• Excerpt provided:
Authors: Yoshiaki Shikata

Abstract:

Performance of a limited Round-Robin (RR) rule is studied in order to clarify the characteristics of a realistic sharing model of a processor. Under the limited RR rule, the processor allocates to each request a fixed amount of time, called a quantum, in a fixed order. The sum of the requests being allocated these quanta is kept below a fixed value. Arriving requests that cannot be allocated quanta because of such a restriction are queued or rejected. Practical performance measures, such as the relationship between the mean sojourn time, the mean number of requests, or the loss probability and the quantum size are evaluated via simulation. In the evaluation, the requested service time of an arriving request is converted into a quantum number. One of these quanta is included in an RR cycle, which means a series of quanta allocated to each request in a fixed order. The service time of the arriving request can be evaluated using the number of RR cycles required to complete the service, the number of requests receiving service, and the quantum size. Then an increase or decrease in the number of quanta that are necessary before service is completed is reevaluated at the arrival or departure of other requests. Tracking these events and calculations enables us to analyze the performance of our limited RR rule. In particular, we obtain the most suitable quantum size, which minimizes the mean sojourn time, for the case in which the switching time for each quantum is considered.

Keywords: Limited RR rule, quantum, processor sharing, sojourn time, performance measures, simulation, loss probability.

• Problems to solve:
[1] According to the abstract, why are some arriving requests queued or rejected under the limited Round-Robin rule?
[2] Answer these questions from the abstract:
(a) What is the fixed amount of time the processor gives to each request called?
(b) What is reevaluated when other requests arrive or depart?
(c) What does the most suitable quantum size minimize?

• Material shown:
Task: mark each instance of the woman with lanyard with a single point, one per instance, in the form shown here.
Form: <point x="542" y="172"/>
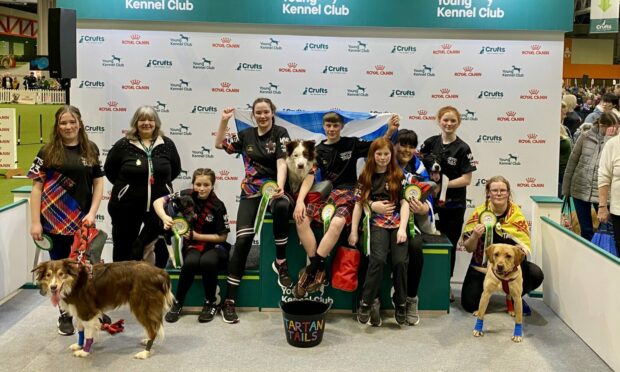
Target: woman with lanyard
<point x="264" y="152"/>
<point x="498" y="220"/>
<point x="141" y="167"/>
<point x="457" y="165"/>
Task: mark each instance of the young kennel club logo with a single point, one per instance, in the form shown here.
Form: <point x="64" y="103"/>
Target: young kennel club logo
<point x="182" y="40"/>
<point x="403" y="49"/>
<point x="203" y="64"/>
<point x="135" y="84"/>
<point x="159" y="63"/>
<point x="181" y="130"/>
<point x="359" y="47"/>
<point x="530" y="182"/>
<point x="535" y="50"/>
<point x="292" y="67"/>
<point x="468" y="71"/>
<point x="270" y="88"/>
<point x="358" y="91"/>
<point x="226" y="42"/>
<point x="445" y="93"/>
<point x="533" y="94"/>
<point x="161" y="107"/>
<point x="423" y="115"/>
<point x="335" y="70"/>
<point x="425" y="71"/>
<point x="513" y="71"/>
<point x="198" y="109"/>
<point x="271" y="44"/>
<point x="182" y="85"/>
<point x="380" y="71"/>
<point x="511" y="116"/>
<point x="135" y="39"/>
<point x="532" y="139"/>
<point x="113" y="61"/>
<point x="225" y="87"/>
<point x="447" y="49"/>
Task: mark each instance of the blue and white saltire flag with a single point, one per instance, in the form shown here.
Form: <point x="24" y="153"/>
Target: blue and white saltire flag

• Answers for each item:
[1] Under the limited Round-Robin rule, the sum of the requests being allocated quanta is kept below a fixed value. An arriving request that cannot get quanta because of this restriction is queued or rejected.

[2]
(a) A quantum.
(b) The increase or decrease in the number of quanta needed before service is completed.
(c) The mean sojourn time, for the case in which the switching time for each quantum is considered.